▶ **Objective**
Everything from the line that contains "Player-tracking tagging: indicate the shadow" through the final line of the records should be written out exactly, and nothing outside that span.

━━ Data provided

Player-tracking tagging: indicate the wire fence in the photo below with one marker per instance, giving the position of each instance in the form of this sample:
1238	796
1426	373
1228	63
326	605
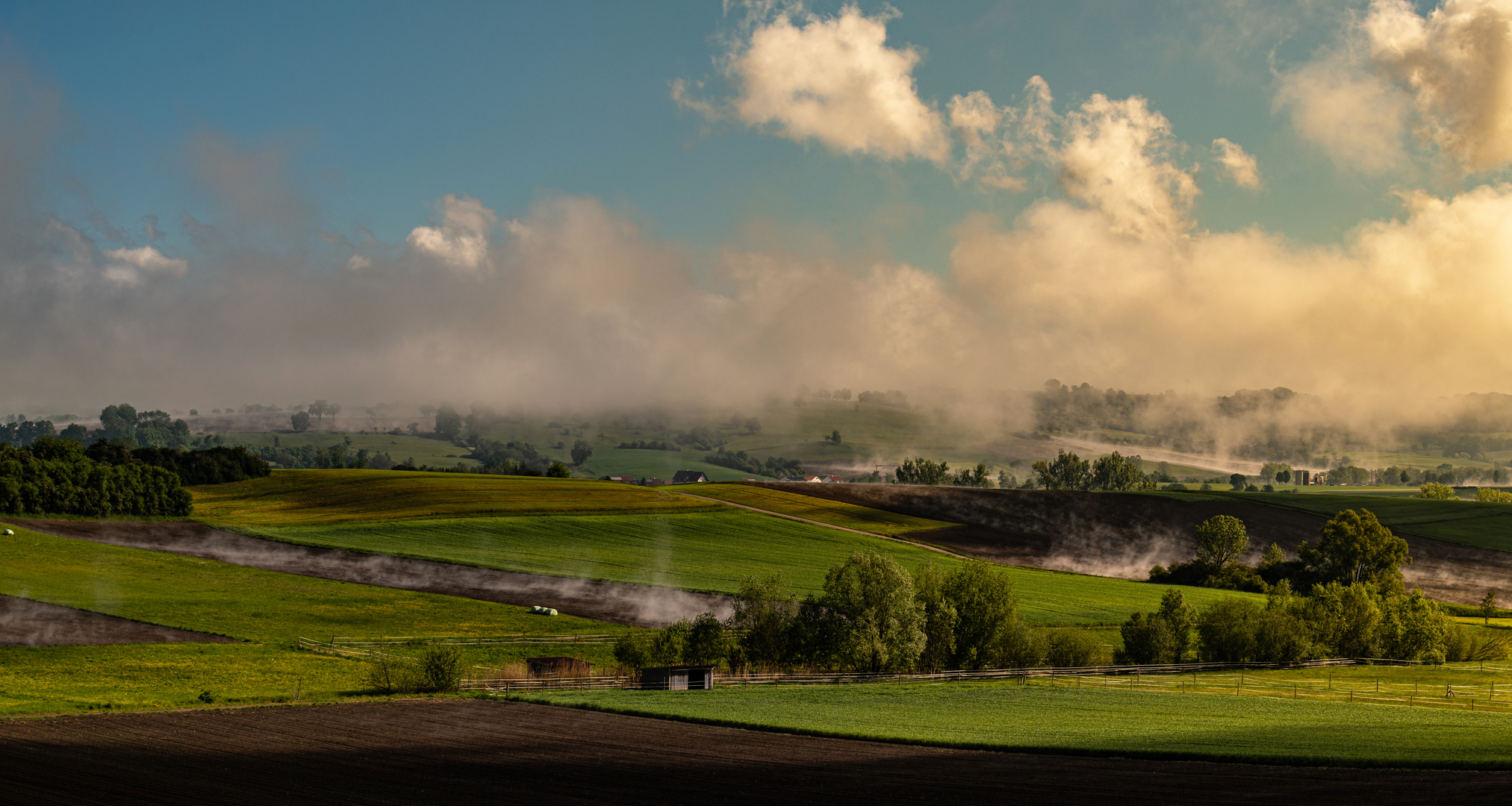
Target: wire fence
1207	678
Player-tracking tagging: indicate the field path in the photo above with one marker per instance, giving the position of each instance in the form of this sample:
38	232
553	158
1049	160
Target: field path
830	525
25	622
616	602
470	751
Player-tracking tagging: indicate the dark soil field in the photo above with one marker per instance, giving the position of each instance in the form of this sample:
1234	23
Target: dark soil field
612	602
485	752
25	622
1121	534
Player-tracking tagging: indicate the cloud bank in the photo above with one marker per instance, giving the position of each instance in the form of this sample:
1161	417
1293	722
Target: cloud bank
573	303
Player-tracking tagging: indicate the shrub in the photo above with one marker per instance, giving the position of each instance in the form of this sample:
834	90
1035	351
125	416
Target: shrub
1072	648
1437	490
442	669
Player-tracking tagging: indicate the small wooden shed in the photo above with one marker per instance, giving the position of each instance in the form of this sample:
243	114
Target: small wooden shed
557	667
678	678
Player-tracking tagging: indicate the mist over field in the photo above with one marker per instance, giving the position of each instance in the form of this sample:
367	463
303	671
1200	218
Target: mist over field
1106	275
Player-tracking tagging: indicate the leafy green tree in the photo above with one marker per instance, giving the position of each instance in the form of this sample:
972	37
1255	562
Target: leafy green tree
973	477
581	451
1146	640
705	640
1358	549
939	617
448	422
118	422
1221	540
1180	619
923	471
1435	490
985	604
882	622
1072	648
764	613
1065	472
1118	474
1228	631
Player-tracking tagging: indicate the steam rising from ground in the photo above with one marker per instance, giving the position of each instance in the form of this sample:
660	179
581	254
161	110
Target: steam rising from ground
1109	280
637	605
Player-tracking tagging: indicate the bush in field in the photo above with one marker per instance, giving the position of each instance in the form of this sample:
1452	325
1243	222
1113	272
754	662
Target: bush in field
1358	549
55	477
1065	472
1435	490
442	669
439	669
1221	540
764	614
871	599
1072	648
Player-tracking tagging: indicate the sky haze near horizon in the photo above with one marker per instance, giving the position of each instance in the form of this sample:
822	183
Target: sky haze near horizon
591	202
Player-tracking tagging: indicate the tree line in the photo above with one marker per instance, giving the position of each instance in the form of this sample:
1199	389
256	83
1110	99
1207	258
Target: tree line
53	475
871	616
740	460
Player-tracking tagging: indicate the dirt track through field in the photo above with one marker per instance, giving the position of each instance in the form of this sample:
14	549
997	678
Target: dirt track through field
613	602
492	752
1115	534
25	622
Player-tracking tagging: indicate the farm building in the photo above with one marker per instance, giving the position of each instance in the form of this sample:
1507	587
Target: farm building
678	678
557	667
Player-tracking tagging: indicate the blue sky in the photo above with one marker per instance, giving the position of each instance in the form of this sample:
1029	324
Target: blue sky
388	106
402	200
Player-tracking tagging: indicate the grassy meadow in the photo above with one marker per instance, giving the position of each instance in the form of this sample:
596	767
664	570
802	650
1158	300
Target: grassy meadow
1470	522
1113	722
833	513
610	531
265	610
290	498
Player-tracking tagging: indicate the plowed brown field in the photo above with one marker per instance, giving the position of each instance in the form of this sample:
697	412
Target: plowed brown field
492	752
1116	534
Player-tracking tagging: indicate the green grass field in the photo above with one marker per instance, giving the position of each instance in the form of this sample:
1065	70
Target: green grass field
1470	522
141	676
267	610
709	552
424	451
243	602
613	462
1086	720
812	508
289	498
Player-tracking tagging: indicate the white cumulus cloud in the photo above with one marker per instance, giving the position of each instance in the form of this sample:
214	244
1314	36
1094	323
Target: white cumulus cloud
131	266
461	238
1457	64
1240	165
833	81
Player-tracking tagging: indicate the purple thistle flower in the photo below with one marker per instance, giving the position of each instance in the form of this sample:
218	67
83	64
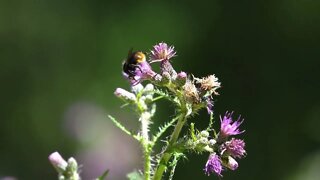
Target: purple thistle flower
235	147
161	52
213	165
228	127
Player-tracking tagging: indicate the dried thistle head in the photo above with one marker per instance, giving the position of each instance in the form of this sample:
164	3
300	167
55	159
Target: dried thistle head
191	92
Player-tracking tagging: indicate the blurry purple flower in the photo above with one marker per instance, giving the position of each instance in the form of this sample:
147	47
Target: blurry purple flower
213	165
228	127
235	147
161	52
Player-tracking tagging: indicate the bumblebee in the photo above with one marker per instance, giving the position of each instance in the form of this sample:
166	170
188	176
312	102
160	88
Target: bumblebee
132	63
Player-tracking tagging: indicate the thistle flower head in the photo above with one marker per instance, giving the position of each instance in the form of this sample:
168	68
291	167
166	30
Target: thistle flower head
213	165
162	52
125	95
231	163
228	127
235	147
209	106
209	83
191	92
136	73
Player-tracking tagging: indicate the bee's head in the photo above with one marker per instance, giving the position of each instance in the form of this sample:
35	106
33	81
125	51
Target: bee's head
139	57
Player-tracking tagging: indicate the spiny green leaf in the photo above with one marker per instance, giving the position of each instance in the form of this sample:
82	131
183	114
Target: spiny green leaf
163	129
134	176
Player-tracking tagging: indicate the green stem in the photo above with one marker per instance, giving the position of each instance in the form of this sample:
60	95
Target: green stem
147	162
167	154
145	121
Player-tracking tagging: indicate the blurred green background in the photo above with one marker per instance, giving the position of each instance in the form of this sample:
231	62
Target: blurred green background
61	61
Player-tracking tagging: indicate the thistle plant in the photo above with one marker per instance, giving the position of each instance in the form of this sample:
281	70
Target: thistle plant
188	94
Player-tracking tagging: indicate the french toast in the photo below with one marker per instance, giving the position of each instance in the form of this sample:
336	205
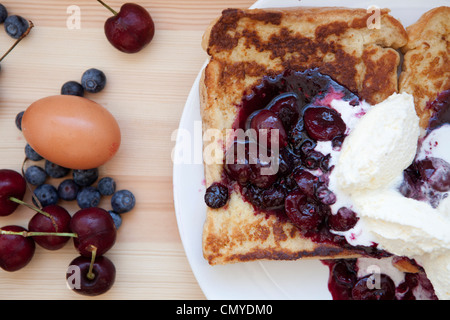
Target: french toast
246	45
426	66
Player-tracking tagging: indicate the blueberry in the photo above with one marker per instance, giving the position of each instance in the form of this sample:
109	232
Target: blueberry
88	197
3	13
72	88
46	194
93	80
106	186
35	175
216	196
31	154
122	201
54	170
68	190
18	120
15	26
117	218
85	177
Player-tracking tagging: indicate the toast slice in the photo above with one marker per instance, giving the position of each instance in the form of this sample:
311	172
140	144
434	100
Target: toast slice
246	45
426	65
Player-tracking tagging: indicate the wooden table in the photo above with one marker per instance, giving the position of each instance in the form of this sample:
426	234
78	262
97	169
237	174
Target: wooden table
146	92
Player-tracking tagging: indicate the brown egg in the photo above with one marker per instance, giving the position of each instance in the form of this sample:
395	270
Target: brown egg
71	131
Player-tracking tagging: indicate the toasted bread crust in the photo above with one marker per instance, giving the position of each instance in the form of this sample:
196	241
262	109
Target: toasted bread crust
426	65
246	45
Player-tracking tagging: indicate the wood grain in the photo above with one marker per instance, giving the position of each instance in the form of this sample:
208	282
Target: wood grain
146	93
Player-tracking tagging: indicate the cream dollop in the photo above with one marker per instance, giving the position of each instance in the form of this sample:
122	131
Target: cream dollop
367	175
382	145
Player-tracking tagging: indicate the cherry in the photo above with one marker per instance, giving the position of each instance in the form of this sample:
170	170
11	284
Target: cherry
343	220
16	250
216	196
53	219
91	276
306	181
374	287
95	230
265	122
131	29
12	185
323	123
436	172
303	211
285	107
243	164
441	110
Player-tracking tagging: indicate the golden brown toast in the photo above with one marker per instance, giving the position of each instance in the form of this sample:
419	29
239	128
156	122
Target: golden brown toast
244	46
426	65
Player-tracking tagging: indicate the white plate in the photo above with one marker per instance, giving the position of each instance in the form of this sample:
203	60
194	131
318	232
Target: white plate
305	279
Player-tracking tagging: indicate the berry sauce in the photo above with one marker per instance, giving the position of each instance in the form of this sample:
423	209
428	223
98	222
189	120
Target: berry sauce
350	280
428	177
297	105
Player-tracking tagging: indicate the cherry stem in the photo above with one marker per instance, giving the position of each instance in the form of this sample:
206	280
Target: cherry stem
108	7
90	275
30	25
37	233
48	215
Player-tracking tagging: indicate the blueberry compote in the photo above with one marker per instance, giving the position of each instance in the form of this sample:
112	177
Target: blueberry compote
297	104
373	279
428	177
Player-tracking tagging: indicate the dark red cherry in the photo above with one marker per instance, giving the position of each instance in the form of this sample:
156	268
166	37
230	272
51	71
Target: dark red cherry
216	195
323	123
441	110
247	162
58	222
131	29
12	184
93	283
306	182
343	272
343	220
374	287
237	163
266	123
16	251
95	228
285	107
303	211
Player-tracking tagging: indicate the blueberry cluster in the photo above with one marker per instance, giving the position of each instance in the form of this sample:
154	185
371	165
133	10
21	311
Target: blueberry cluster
83	186
92	80
15	26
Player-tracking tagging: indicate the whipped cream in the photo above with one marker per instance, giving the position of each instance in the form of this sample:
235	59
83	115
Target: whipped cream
366	177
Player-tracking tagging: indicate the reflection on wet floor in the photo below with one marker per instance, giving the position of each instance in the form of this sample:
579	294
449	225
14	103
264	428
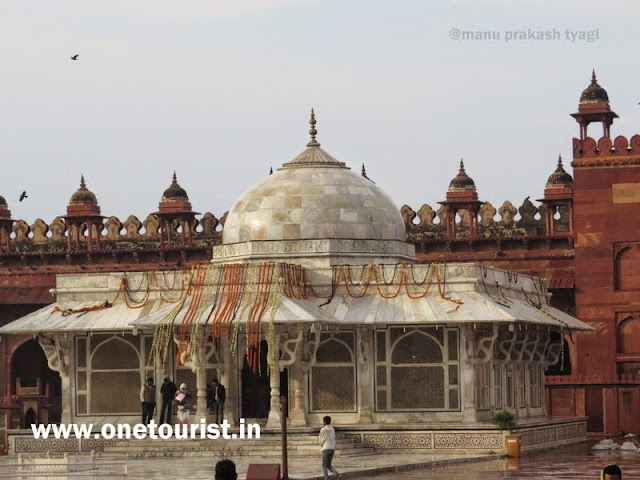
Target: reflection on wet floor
573	462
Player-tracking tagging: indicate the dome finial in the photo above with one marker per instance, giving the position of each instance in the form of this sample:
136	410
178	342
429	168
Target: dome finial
312	131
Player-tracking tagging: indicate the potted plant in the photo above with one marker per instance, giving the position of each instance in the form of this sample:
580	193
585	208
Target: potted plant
506	421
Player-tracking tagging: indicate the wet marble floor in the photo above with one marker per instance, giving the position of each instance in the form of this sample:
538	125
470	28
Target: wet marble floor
570	462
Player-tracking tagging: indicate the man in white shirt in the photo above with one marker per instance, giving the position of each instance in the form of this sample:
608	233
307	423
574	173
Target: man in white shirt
327	439
148	401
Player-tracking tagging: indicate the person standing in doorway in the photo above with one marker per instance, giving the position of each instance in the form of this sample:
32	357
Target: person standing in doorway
148	400
168	391
181	399
219	395
327	439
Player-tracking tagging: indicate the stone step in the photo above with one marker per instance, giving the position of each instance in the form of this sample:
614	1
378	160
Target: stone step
267	445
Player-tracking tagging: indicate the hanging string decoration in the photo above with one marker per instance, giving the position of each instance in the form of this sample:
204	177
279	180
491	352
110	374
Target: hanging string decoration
390	281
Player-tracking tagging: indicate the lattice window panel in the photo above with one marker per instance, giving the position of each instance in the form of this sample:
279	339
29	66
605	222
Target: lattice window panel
113	377
521	386
535	385
419	369
416	348
497	386
115	392
332	351
333	378
417	388
333	389
115	354
82	374
483	386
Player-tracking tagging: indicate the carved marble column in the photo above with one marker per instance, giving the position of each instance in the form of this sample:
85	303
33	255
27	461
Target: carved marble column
273	421
293	350
365	359
57	349
229	378
195	359
467	374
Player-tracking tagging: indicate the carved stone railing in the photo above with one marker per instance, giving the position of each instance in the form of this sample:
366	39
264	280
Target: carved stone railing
527	220
619	147
130	234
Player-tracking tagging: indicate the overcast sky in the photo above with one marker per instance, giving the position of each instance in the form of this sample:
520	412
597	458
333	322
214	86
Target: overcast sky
220	91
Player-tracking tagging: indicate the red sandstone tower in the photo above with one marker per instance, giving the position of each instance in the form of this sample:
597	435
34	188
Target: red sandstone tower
606	202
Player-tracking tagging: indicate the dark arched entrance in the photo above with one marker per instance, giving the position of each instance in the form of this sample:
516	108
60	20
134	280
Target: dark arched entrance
29	366
256	390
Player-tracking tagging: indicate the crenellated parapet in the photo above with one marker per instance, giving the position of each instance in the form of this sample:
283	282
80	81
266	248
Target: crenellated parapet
505	221
620	151
114	234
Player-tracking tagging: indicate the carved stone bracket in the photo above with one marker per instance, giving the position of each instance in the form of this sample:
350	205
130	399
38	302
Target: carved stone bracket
517	352
290	348
553	352
364	338
505	346
529	350
58	352
483	345
541	348
310	347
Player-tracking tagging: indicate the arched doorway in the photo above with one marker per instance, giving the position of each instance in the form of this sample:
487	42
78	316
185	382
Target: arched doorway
256	389
29	368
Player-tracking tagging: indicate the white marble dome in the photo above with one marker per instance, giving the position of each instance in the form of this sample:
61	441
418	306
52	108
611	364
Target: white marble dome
314	196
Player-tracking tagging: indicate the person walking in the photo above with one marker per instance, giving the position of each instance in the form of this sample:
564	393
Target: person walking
219	396
327	440
611	472
183	407
148	400
226	470
168	391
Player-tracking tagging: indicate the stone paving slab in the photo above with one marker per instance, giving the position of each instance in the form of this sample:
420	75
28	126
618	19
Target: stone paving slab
309	468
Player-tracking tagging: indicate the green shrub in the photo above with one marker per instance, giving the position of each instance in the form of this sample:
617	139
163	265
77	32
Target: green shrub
504	420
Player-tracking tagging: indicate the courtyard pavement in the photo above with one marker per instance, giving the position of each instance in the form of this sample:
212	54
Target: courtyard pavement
201	467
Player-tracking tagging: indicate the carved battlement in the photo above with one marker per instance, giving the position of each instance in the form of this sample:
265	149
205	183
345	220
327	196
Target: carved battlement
44	237
526	220
424	225
588	152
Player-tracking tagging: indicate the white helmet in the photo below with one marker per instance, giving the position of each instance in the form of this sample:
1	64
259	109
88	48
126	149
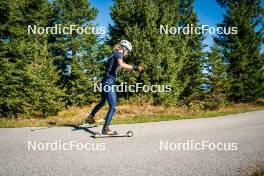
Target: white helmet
126	44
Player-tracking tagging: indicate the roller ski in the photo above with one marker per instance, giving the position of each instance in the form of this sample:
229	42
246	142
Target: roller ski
107	132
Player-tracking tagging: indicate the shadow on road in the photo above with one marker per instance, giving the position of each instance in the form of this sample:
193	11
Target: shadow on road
87	129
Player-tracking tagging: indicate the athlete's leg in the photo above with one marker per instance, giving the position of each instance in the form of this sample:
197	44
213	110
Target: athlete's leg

━━━━

▶ **Result of the task**
Player-tracking tagging: indicate the shadow on road in the photo above with one marker per instance, giving the position of each instance in the form of this sample:
193	11
Target: shadow on road
87	129
Player-tracking tagging: indicate the athlete's leg in the photo above with one marker per instance, giving the position of each instance in the form of this sample:
197	44
213	110
Target: athlete's leg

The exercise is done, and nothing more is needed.